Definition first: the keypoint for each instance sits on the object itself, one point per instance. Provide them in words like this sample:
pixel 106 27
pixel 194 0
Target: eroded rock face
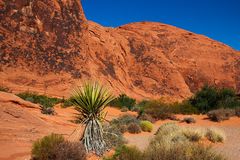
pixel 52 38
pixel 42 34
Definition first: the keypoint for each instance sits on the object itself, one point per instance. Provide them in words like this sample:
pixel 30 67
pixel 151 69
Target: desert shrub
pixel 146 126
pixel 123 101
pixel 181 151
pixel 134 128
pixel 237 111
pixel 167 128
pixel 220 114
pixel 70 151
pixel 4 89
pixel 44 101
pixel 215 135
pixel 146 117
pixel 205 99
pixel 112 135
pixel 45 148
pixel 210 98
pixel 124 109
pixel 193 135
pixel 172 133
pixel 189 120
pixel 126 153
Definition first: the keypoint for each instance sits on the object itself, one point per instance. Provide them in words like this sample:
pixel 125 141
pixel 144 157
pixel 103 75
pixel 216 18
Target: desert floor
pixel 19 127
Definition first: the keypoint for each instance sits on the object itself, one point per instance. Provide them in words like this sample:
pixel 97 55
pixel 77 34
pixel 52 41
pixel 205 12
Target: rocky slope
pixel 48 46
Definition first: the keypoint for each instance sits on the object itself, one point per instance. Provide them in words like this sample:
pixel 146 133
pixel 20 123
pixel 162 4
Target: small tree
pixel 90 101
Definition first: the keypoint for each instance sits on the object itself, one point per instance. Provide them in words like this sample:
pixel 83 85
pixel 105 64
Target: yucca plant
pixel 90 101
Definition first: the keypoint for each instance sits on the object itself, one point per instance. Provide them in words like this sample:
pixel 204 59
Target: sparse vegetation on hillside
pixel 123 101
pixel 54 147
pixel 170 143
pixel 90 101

○ ○ ○ ○

Each line above must be repeated exactly in the answer, with pictures omitted.

=== Solution to the problem ===
Definition first: the keypoint for each instance sits on the object itself, one point per instance. Provide them in words like this sample:
pixel 106 27
pixel 194 0
Target: eroded rock face
pixel 52 38
pixel 42 34
Definition first: the keypoint for each instance sits on the object itself, one point per instance. Provide them in words like this sample:
pixel 30 67
pixel 151 69
Target: desert shrub
pixel 146 126
pixel 123 101
pixel 181 151
pixel 134 128
pixel 237 111
pixel 167 128
pixel 220 114
pixel 70 151
pixel 4 89
pixel 44 101
pixel 215 135
pixel 146 117
pixel 205 99
pixel 112 135
pixel 45 148
pixel 210 98
pixel 124 109
pixel 193 135
pixel 172 133
pixel 189 120
pixel 126 153
Definition first: the keypoint for each instance sits on the object itself, one point per instance. Provide them in words like this sample:
pixel 125 141
pixel 144 157
pixel 103 75
pixel 216 18
Target: desert floor
pixel 19 127
Definition first: the keypoint for each instance sits on the object itself, one point per instance. Provide them in words like this sample:
pixel 97 55
pixel 77 34
pixel 52 41
pixel 205 12
Target: rocky slope
pixel 48 46
Definition first: the keypoint for each instance sits on the object itself, one point per instance. Provide them in words like this sample:
pixel 146 133
pixel 20 123
pixel 162 4
Target: small tree
pixel 90 101
Definition first: the keypoint for each instance sits on the object itself, one point per instance. Provide them in words like this sample:
pixel 83 85
pixel 105 64
Target: yucca plant
pixel 90 101
Definition first: the keypoint for each instance sits on the object itself, one point per instance. Provide them in words like this sample:
pixel 204 59
Target: sparse vegetation on hillside
pixel 123 101
pixel 54 147
pixel 170 143
pixel 90 101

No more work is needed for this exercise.